## Task prompt
Every line below should be repeated exactly.

## Extracted information
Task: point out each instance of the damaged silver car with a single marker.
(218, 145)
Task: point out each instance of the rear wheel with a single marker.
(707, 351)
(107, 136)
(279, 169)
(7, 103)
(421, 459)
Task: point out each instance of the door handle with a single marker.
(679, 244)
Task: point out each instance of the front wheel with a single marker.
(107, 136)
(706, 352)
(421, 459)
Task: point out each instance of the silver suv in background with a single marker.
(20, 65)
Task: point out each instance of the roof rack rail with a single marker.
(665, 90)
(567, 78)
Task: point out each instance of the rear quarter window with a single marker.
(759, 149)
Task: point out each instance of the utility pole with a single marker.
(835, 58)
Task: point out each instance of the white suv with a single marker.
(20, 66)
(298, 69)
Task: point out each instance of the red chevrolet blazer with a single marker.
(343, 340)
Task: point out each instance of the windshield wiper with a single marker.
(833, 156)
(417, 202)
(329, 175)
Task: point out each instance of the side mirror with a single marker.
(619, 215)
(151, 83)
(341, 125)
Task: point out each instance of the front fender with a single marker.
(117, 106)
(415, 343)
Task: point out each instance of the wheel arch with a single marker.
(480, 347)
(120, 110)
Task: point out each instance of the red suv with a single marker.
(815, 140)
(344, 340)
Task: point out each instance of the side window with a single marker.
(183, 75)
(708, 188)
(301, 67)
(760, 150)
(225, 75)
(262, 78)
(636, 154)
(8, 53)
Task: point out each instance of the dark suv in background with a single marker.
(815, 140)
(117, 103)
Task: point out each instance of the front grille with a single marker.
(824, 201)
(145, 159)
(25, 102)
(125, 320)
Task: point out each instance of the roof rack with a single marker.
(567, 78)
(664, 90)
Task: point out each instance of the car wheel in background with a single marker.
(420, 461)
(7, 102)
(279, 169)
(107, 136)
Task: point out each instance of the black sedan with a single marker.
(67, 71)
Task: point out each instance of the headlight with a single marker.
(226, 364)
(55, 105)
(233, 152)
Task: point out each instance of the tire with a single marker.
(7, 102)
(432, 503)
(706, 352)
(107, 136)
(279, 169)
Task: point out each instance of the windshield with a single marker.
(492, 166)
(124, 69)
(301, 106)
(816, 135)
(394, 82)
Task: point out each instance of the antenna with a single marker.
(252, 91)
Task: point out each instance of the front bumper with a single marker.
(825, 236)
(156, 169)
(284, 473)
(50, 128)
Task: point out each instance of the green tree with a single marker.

## Response below
Task: point out each instance of the damaged silver car with a single marker.
(218, 145)
Task: point out each instance of the rear wheel with a single marker.
(707, 351)
(107, 136)
(279, 169)
(7, 103)
(421, 459)
Task: point out each instance of the door handle with a single marker.
(679, 244)
Task: point out each instance of the front wheel with a single marker.
(107, 136)
(706, 352)
(421, 459)
Task: point out each instance of the silver suv in background with a single marker.
(20, 65)
Task: point out each instance of the roof rack rail with a single marker.
(665, 90)
(567, 78)
Task: point out each instance of the rear quarter window with a single marker.
(759, 149)
Task: point out each instance of the utility pole with a single marker.
(835, 58)
Task: point out each instance of the white suv with a single marker.
(20, 66)
(298, 69)
Task: point out each instance of the red chevrolet blazer with a single marker.
(343, 340)
Task: point out each instance of the windshield wiper with a single marker.
(833, 156)
(417, 202)
(329, 175)
Task: point out each instance of the side mirror with a single marker.
(619, 215)
(151, 83)
(341, 125)
Task: point out each instance of the front fender with a single marker.
(117, 106)
(415, 343)
Task: point out each instance of the wheel arch with a single marker.
(480, 347)
(120, 110)
Task: point out each instance of the red suv with a single marker.
(815, 140)
(344, 340)
Task: point out each instance of the side window with a single marker.
(183, 75)
(708, 188)
(301, 67)
(760, 150)
(225, 75)
(262, 78)
(636, 154)
(8, 53)
Task: point out each instance of the dark suv in background with a single marker.
(815, 140)
(117, 103)
Task: point out each instance of the front grille with a single marker.
(824, 201)
(145, 159)
(25, 102)
(125, 320)
Task: point out each instance of the roof rack with a single marker.
(567, 78)
(664, 90)
Task: point out each instance of the car wheel in background with a single marker.
(420, 461)
(7, 102)
(279, 169)
(107, 136)
Task: point out each instance of the black sedan with a single marker.
(67, 71)
Task: point out each instance of the headlight with a single marker.
(226, 364)
(55, 105)
(233, 152)
Task: point out each instance of the tire with a single marker.
(7, 102)
(432, 503)
(706, 352)
(107, 136)
(279, 169)
Task: point out each instance of the windshield with a single marker.
(492, 166)
(124, 69)
(301, 106)
(816, 135)
(394, 82)
Task: point out each instance of the antenna with a single marker.
(252, 91)
Task: point out each instance of the front bumper with a single marker.
(825, 236)
(156, 169)
(284, 473)
(50, 128)
Task: point out each instance of the green tree with a single marker.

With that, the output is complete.